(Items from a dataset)
+ + + +

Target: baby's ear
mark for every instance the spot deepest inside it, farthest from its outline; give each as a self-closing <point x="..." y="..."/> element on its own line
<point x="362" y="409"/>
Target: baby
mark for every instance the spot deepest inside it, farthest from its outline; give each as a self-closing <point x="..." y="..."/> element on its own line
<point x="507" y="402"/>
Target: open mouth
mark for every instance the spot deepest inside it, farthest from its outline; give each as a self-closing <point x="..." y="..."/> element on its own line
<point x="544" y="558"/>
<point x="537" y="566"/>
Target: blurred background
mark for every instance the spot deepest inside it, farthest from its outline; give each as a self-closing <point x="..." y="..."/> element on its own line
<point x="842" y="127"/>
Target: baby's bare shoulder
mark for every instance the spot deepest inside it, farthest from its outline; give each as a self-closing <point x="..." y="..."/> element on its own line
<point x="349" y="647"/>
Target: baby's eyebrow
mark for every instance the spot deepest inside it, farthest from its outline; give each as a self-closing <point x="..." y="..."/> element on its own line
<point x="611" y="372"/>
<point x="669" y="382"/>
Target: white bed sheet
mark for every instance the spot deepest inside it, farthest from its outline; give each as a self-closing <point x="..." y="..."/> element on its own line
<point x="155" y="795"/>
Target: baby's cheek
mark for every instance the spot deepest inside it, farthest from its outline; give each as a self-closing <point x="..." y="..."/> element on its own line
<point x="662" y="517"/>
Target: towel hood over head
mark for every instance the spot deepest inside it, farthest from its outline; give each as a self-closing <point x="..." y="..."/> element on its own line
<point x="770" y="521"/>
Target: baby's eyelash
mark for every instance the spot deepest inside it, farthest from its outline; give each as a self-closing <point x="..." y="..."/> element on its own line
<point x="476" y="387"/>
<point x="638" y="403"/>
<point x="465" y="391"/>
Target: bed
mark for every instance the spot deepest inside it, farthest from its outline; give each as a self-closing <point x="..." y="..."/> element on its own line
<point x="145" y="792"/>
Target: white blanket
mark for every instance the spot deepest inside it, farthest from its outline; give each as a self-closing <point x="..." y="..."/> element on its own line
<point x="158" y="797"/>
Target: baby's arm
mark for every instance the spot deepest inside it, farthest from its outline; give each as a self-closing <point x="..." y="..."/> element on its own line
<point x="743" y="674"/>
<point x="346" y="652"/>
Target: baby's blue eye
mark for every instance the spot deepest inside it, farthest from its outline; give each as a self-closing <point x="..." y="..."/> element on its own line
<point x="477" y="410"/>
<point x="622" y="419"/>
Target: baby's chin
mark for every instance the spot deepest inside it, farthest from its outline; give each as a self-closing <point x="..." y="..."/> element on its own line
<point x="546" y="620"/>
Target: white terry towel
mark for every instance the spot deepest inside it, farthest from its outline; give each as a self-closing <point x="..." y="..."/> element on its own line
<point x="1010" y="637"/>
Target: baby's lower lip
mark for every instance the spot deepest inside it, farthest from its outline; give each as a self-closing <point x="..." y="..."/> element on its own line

+ + + +

**Task goal**
Lines from the one containing "Target: baby's arm" to the last line above, both included: copy these exactly and write nothing else.

**Exercise result**
Target: baby's arm
mark for every instance the spot deepest inside it, farthest from its outline; give each as a self-closing <point x="..." y="..."/> element on its own line
<point x="743" y="674"/>
<point x="346" y="652"/>
Target: baby's blue eye
mark for every instance the spot deepest inside it, farthest from its outline; give each as a self-closing <point x="..." y="..."/> element on its own line
<point x="477" y="410"/>
<point x="622" y="419"/>
Target: baby's chin
mark for every instance the spot deepest inside it, farthest from its outline; give each as a self-closing <point x="..." y="..."/> element on its own line
<point x="546" y="620"/>
Target: white terry towel
mark for every instance the spot deepest inside it, farthest from its outline; give each as a self-closing <point x="..." y="..."/> element on its own line
<point x="1010" y="637"/>
Target: baby's lower lip
mark for every instance the spot deepest inside it, farthest from its outline; give each as a self-closing <point x="..." y="..."/> element on its own line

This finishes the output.